(TASK DETAILS) Below is a block of entries; repeat exactly the lines starting at the line that contains "It would be wonderful if you could highlight the windmill sail" and ending at the line that contains "It would be wonderful if you could highlight the blue", both included.

(ENTRIES SUPPLIED)
....
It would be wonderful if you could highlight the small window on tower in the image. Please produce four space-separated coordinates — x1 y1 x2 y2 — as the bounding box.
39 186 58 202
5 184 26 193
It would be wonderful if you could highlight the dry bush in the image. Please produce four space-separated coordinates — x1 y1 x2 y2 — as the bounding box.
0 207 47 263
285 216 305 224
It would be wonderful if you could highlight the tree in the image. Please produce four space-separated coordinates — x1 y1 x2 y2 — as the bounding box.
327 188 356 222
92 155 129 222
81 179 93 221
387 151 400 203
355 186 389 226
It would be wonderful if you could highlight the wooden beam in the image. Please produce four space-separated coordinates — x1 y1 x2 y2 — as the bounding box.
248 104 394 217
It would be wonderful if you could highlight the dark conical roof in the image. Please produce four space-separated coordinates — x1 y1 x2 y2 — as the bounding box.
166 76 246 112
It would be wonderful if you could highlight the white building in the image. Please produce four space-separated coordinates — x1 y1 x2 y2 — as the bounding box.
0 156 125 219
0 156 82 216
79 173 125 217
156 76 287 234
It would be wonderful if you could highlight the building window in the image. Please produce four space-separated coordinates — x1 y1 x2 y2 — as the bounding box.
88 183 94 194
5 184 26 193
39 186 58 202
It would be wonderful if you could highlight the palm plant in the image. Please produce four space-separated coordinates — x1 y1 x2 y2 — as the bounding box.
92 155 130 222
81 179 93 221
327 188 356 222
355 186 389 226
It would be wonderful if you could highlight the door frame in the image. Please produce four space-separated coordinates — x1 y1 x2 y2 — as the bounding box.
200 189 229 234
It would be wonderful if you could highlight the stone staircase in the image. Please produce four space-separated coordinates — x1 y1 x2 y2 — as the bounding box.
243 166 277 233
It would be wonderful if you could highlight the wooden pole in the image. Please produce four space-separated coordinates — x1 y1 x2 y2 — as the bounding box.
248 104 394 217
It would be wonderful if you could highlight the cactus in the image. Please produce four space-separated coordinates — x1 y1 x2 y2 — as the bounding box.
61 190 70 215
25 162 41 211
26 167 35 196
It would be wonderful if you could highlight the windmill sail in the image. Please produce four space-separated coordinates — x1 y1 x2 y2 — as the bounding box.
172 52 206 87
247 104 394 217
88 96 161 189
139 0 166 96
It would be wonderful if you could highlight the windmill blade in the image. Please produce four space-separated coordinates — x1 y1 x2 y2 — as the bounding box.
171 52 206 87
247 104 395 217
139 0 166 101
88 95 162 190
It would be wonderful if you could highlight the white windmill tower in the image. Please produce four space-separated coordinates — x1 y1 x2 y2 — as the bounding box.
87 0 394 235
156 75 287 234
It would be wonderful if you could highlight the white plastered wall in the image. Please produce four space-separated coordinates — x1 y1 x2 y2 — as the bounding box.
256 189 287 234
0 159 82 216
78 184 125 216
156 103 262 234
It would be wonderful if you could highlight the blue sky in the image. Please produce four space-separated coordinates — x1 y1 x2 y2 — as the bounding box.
....
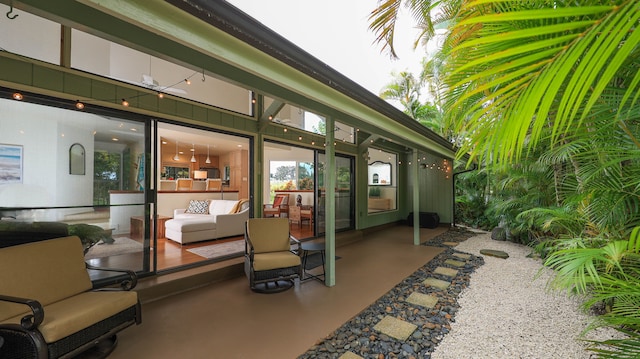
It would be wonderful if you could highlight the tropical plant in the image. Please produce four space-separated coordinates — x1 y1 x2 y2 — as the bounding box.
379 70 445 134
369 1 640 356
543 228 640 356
....
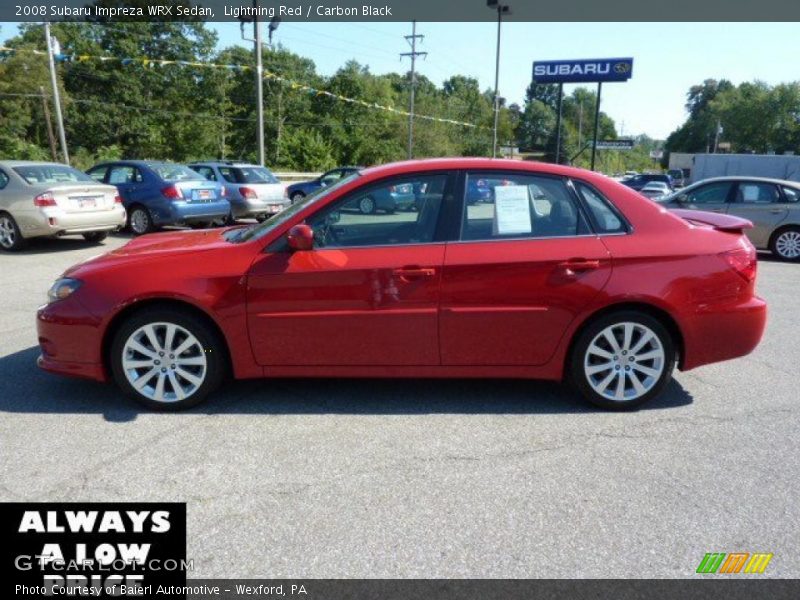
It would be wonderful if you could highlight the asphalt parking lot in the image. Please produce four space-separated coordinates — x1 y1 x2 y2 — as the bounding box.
....
(RESPONSE)
It would be wonderful if you could highlight the windmill sail in the image. Please produce four space-separated coordinates — x1 y1 x2 y2 — as the bounding box.
172 52 206 87
247 104 394 217
88 96 161 189
139 0 166 96
It would be wonderful if you could highlight the windmill blade in the image. Please produce four space-separated coordinates — x1 y1 x2 y2 — as the bounding box.
171 52 206 87
247 104 395 217
139 0 166 101
88 95 162 190
It would be wonderful if you could highlight the white windmill tower in the image. Please produce four space-separated coordinates — x1 y1 x2 y2 — as the bounding box.
87 0 394 235
156 75 287 234
It would be wonderful if you could highlight the white plastered wall in the image. Please produce four space-separated coordinates — x1 y1 x2 y2 — as the bounding box.
256 189 287 234
0 159 82 216
78 184 125 216
156 103 262 234
It would be wonderful if you could highlight the blue sky in the image. Please produce four space-separated coordinates — x1 y1 x2 y2 — as the bounding box.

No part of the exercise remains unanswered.